====== Source document
The world woke up Monday to the reality that the coronavirus epidemic is going to have a much bigger impact on the global economy than investors and policy makers had assumed. Just how big, no one really knows.
Last week, it seemed as if financial markets believed that COVID-19 would be contained. But new cases in Italy, South Korea and Iran over the weekend undermined that belief. The World Health Organization tried to reassure the public on Monday, saying the disease was not yet a pandemic because it was not spreading in an uncontained way.
No matter, stock markets GDOW, -3.03%SPX, -3.35% and other financial markets BUXX, +0.01%TMUBMUSD10Y, -7.34%GC00, +0.64% were quickly recalibrating the worst-case scenario, one in which hundreds of millions of people would be infected, and millions would die.
Investors are just beginning to price in the possibility of a sharp and nasty global recession that would be followed by a rapid rebound once the disease has run its course. Whenever that will be.
In the longer run, of course, a pandemic could have more far-reaching effects, including a smaller and less productive workforce and even a reordering of globalization.
We’d like to think that we can know the worst that could happen, but there is still so much that isn’t known about COVID-19, the disease caused by the new coronavirus that emerged in China and now spreading around the world. Most of the economic analysis is based on past pandemics, such as the 1918 global influenza pandemic, and more recent bouts with avian flu, SARS and MERS.
But none of those examples fit the current situation perfectly. For one thing, unlike the flu, no one in the world has any natural immunity to this disease, nor is there a vaccine. The coronavirus is quite contagious, and many more people are likely to get COVID-19 than is assumed in these generic pandemic simulations.
The more recent pandemics weren’t nearly as widespread or deadly as this one seems to be. People who don’t appear to be sick can transmit the virus, making efforts to contain its spread magnitudes more difficult.
What’s more, the 1918 flu pandemic occurred in a different world, the world before airlines shrank the world, the world before globalization knitted our economies closer than ever, and the world before the internet, a technology that can spread misinformation and fear virally around the globe in an instant.
============
Please decide whether each statement agrees with the article on the coronavirus and the economy, answering yes or no and quoting the deciding words from it. 1. On Monday, the World Health Organization said the disease was not yet a pandemic. 2. People who don't appear to be sick cannot transmit the virus. 3. The 1918 flu pandemic occurred before the internet.
====== Dataset
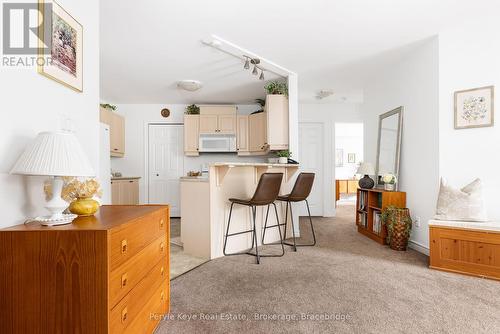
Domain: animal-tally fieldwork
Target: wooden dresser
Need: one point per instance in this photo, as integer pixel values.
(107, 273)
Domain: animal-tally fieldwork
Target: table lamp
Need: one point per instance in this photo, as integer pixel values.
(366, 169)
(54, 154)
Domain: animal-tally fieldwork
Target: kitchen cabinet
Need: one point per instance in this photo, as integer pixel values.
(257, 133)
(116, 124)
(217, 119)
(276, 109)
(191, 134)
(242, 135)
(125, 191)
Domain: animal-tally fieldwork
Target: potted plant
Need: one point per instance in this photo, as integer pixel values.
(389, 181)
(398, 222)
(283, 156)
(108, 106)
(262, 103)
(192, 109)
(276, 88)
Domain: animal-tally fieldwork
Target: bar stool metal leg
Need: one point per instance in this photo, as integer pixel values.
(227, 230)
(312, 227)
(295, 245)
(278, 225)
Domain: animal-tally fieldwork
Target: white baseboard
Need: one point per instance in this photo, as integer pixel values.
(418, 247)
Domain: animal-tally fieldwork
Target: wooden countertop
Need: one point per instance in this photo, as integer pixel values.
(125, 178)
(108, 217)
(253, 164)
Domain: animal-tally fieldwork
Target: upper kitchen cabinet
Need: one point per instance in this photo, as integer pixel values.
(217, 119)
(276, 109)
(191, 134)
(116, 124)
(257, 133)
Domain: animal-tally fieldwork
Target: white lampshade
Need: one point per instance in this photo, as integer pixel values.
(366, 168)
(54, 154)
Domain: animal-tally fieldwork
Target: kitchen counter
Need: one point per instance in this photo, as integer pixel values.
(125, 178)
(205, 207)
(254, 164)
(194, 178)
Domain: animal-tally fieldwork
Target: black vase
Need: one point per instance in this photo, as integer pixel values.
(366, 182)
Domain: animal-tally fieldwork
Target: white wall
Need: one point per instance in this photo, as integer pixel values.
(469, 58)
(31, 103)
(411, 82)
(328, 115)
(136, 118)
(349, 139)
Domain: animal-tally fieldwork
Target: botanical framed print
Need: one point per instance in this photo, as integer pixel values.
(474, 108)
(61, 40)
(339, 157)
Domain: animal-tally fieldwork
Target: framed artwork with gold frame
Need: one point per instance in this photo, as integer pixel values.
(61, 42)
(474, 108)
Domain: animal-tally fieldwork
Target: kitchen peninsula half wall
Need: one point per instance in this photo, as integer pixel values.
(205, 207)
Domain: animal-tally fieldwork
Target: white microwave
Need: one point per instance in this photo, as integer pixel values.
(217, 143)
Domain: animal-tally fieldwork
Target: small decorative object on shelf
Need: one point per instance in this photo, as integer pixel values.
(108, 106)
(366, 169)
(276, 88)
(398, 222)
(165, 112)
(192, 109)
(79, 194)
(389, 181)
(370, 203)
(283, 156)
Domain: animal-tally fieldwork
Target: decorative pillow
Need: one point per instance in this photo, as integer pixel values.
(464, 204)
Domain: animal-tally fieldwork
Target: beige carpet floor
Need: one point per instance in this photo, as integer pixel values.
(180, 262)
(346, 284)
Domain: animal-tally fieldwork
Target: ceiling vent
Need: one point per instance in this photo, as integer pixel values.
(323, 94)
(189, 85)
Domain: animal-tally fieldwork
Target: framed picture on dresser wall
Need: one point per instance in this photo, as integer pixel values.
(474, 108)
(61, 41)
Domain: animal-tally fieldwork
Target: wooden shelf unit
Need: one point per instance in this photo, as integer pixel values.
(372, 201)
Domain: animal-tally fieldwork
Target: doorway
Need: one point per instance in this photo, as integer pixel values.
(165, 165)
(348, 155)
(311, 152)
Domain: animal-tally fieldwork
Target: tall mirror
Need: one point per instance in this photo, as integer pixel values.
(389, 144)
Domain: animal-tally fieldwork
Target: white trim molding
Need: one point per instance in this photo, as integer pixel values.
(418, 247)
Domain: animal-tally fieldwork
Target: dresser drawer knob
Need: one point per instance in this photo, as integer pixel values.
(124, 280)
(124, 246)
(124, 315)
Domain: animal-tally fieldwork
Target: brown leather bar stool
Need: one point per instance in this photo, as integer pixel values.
============
Response below:
1. Yes: "saying the disease was not yet a pandemic because it was not spreading in an uncontained way"
2. No: "People who don’t appear to be sick can transmit the virus"
3. Yes: "the world before the internet"